● Your tasks
A – In the book review of Anatomy of a Boyfriend, reproduce everything from "What sets this" down to "seeing that here." word for word.
B – According to the book review, which publisher released Anatomy of a Boyfriend?
C – Carry the review of Anatomy of a Boyfriend forward from its last sentence, in the same voice.

● Reading text

Friday, July 26, 2013

Anatomy of a Boyfriend by Daria Snadowsky

Release date: January 9, 2007
Author info: Website | Twitter
Publisher: Ember
Format: Paperback
Source: Via author for review
Pages: 272
Buy the book: Barnes & Noble | Amazon | The Book Depository
Before this all happened, the closest I'd ever come to getting physical with a guy was playing the board game Operation. Okay, so maybe that sounds pathetic, but it's not like there were any guys at my high school who I cared to share more than three words with, let alone my body.

Then I met Wes, a track star senior from across town. Maybe it was his soulful blue eyes, or maybe my hormones just started raging. Either way, I was hooked. And after a while, he was too. I couldn't believe how intense my feelings became, or the fact that I was seeing—and touching—parts of the body I'd only read about in my Gray's Anatomy textbook. You could say Wes and I experienced a lot of firsts together that spring. It was scary. It was fun. It was love.

And then came the fall.
Anatomy of a Boyfriend was an interesting read for me. I liked reading about Dom and deeply enjoyed her awkward times and the realness of her relationship with Wes, weird moments and all. It gave me a lot to think about, and in the time since I finished the book, I've decided I liked it more than I originally thought.

What sets this book apart is how unflinchingly honest its depiction of a first relationship is. There's no glitz and glamour to Dom and Wes' relationship. Each milestone in their time together is awkward and never works just right. You understand why Dom is so hung up on Wes; he's her first everything, but you know--as does she--that he's not the right person for her. I loved reading about a first love who is just a first love, not a forever love, because I think that's what most first love is. Most people do not marry and live happily ever after with the first boy that really looks their way, and I think YA emphasizes that idea way too much. It does happen sometimes, but it is not the norm. I liked seeing that here.

● Listed entries
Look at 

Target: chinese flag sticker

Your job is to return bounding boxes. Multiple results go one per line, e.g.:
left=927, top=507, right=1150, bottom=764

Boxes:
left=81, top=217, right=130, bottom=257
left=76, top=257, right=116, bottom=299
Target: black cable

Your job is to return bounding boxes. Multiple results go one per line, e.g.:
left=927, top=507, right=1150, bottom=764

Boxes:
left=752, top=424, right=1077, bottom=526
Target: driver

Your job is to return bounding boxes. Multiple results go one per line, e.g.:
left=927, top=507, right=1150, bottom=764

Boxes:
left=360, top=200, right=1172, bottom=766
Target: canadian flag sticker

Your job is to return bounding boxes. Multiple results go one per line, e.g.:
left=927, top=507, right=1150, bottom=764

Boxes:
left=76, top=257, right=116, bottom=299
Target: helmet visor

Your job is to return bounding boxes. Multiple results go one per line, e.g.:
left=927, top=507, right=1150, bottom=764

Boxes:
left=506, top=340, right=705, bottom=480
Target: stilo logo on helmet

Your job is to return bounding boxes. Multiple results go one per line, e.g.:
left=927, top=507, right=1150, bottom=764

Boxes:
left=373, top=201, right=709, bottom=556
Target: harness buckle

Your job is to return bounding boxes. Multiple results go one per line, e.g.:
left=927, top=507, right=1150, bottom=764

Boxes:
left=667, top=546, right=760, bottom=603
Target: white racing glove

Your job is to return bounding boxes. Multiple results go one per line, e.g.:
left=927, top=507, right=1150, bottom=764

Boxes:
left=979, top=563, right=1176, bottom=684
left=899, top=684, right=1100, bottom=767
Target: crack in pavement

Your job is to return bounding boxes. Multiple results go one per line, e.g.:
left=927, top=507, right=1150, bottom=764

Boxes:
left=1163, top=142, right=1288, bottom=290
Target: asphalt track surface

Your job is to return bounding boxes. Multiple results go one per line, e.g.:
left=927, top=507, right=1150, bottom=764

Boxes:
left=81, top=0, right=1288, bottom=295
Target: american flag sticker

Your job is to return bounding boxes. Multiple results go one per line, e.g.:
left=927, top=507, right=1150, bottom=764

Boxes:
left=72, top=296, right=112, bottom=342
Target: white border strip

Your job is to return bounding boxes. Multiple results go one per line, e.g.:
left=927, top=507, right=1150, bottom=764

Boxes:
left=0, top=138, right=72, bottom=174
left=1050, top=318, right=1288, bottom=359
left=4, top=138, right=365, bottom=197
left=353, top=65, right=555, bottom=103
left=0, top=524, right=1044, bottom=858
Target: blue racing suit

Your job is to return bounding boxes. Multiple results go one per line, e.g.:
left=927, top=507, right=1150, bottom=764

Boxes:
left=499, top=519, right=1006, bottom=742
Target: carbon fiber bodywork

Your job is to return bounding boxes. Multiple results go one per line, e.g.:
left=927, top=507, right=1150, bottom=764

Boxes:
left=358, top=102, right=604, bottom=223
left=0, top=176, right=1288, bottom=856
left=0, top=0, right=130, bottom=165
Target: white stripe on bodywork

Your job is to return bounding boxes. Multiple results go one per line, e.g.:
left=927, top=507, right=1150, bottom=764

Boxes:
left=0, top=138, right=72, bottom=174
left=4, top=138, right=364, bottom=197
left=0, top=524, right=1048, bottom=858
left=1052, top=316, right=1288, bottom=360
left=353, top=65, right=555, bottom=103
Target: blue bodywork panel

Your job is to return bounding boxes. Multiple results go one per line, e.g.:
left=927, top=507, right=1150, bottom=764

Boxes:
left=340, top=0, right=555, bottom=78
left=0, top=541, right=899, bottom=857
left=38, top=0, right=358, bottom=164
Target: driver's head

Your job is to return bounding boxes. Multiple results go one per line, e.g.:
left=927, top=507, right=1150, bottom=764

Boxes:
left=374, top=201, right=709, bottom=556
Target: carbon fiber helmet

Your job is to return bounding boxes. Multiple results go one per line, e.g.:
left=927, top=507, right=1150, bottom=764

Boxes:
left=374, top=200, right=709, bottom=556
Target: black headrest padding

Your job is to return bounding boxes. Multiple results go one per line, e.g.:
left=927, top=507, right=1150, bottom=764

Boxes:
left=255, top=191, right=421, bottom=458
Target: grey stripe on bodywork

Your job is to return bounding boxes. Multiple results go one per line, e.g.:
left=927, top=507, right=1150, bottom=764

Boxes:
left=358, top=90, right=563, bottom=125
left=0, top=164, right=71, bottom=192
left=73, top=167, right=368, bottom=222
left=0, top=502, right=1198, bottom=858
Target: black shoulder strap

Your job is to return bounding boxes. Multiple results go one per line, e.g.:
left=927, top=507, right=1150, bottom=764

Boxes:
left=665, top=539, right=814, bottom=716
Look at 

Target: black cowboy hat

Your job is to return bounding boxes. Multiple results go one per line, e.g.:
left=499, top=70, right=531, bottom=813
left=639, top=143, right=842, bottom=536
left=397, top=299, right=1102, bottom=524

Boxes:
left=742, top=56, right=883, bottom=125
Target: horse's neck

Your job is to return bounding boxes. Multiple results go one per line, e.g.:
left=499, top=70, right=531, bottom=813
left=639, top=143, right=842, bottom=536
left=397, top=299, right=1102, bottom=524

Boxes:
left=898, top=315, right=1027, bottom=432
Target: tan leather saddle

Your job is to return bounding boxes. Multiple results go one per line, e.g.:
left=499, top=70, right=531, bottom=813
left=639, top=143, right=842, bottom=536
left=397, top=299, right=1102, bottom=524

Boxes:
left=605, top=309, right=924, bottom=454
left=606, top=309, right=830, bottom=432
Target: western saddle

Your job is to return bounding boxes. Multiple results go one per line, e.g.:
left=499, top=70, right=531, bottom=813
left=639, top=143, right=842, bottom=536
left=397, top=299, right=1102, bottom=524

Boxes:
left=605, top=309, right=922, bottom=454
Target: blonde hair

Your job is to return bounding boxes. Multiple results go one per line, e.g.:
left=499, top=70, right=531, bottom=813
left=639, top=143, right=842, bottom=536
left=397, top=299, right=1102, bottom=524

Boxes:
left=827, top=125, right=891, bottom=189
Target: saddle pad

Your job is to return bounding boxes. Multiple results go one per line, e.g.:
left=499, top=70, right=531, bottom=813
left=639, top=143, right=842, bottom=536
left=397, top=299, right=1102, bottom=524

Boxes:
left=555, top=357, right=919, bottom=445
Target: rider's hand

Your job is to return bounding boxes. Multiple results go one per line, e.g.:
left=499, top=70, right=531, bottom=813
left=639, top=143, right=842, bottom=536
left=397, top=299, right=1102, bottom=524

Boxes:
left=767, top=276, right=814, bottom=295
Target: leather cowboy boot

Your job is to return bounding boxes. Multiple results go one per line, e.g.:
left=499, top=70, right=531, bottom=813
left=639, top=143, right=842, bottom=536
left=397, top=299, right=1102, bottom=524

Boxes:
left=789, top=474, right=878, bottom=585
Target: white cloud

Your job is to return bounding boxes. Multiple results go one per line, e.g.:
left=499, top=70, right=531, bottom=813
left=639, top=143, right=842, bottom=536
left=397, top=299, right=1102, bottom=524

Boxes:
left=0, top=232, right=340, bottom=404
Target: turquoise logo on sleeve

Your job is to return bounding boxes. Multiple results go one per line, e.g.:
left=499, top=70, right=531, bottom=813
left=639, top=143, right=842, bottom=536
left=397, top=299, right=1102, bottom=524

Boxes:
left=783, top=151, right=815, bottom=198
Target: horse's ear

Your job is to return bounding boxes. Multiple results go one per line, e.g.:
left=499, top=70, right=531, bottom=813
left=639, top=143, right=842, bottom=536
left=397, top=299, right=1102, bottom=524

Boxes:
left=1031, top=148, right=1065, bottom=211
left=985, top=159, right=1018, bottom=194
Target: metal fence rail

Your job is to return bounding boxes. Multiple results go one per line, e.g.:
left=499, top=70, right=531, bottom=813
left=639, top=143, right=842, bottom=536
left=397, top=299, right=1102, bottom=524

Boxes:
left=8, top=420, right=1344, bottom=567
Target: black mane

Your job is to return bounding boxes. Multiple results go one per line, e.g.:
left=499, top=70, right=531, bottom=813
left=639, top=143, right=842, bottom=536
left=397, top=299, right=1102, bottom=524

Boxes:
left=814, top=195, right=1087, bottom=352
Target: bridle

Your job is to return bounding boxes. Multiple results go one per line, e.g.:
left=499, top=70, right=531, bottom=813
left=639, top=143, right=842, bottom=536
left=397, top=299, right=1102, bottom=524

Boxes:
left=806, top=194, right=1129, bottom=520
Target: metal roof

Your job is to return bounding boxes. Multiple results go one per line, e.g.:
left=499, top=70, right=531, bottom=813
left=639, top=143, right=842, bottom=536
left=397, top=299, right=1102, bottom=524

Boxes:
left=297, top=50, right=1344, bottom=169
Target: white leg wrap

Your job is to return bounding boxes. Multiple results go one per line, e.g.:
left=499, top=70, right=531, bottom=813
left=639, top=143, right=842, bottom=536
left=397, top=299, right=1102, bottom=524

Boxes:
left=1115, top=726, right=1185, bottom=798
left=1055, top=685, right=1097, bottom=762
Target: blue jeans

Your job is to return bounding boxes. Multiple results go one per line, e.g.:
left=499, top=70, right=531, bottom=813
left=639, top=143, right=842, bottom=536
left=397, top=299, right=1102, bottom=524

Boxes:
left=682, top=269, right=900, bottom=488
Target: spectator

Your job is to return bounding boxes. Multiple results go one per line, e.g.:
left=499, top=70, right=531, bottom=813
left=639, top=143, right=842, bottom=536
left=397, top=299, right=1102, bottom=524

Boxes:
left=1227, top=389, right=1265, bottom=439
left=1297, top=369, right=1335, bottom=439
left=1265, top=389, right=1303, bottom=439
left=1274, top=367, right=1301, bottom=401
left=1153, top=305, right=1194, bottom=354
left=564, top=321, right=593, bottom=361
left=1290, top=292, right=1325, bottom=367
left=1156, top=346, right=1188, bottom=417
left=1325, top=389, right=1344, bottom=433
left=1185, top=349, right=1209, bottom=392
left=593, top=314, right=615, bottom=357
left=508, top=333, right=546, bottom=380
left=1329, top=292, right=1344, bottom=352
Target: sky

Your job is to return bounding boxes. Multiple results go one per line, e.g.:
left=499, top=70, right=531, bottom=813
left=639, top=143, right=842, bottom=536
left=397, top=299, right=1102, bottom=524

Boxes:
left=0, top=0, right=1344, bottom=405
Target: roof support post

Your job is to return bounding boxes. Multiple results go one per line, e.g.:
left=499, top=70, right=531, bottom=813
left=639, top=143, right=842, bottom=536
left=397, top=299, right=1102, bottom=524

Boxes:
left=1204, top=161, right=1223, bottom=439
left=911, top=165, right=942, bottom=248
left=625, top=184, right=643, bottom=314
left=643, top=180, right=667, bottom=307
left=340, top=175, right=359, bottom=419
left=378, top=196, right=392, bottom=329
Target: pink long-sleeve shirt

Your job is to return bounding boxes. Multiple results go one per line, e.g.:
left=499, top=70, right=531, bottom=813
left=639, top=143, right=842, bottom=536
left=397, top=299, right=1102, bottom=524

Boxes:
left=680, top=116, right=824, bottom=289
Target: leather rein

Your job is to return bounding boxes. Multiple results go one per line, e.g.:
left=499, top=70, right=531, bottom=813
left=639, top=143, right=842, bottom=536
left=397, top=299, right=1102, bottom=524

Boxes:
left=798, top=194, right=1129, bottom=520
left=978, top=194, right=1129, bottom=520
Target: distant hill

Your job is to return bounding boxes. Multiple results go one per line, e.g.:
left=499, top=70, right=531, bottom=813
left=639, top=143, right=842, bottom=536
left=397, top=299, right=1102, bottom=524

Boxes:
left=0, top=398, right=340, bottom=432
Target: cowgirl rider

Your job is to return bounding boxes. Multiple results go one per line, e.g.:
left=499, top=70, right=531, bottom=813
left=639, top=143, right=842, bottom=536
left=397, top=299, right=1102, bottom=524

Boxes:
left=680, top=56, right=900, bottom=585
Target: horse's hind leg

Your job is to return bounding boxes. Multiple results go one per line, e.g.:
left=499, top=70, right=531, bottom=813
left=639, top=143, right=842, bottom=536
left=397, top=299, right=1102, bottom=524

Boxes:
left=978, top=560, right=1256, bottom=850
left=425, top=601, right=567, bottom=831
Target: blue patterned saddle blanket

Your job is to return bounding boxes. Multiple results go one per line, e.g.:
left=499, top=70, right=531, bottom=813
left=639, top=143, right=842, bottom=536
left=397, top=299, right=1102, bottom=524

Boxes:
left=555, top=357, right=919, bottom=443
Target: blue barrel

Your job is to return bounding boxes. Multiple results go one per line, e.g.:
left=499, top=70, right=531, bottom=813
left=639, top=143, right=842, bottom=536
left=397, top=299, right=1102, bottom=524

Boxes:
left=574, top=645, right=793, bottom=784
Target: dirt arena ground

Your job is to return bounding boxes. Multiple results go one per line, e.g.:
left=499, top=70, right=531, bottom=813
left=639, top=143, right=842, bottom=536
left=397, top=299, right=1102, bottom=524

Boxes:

● Answers by task
A –
What sets this book apart is how unflinchingly honest its depiction of a first relationship is. There's no glitz and glamour to Dom and Wes' relationship. Each milestone in their time together is awkward and never works just right. You understand why Dom is so hung up on Wes; he's her first everything, but you know--as does she--that he's not the right person for her. I loved reading about a first love who is just a first love, not a forever love, because I think that's what most first love is. Most people do not marry and live happily ever after with the first boy that really looks their way, and I think YA emphasizes that idea way too much. It does happen sometimes, but it is not the norm. I liked seeing that here.

B – Ember

C –
I do think some people will be shocked by the sex here, and if you're offended by graphic (not graphic in a romance novel kind of way, but kind of like an anatomy class with some slang terms for body parts thrown in) sex, then this is not the book for you. But teenagers do have sex. No matter how much education they have or what religion they are, there are going to be teenagers having sex. I don't want to offend people, but it's the truth and we can only try to prevent it and, if that fails, protect them. Anyways, the way the physical aspect of Dom and Wes' relationship is described is very clinical; I believe that's partially because Dom is interested in medicine and partially because she doesn't necessarily have the experience or the passion and impulsiveness to describe it in any other way.

While I don't believe this is a book that I will find myself returning to over and over again, I found it to be an entertaining and enlightening read. It helped me remember a few of my own ideas about relationships and how they should be, which I think, in many ways, is exactly the point. I liked Dom a lot and I think I will like the sequel, Anatomy of a Single Girl, even more than this one.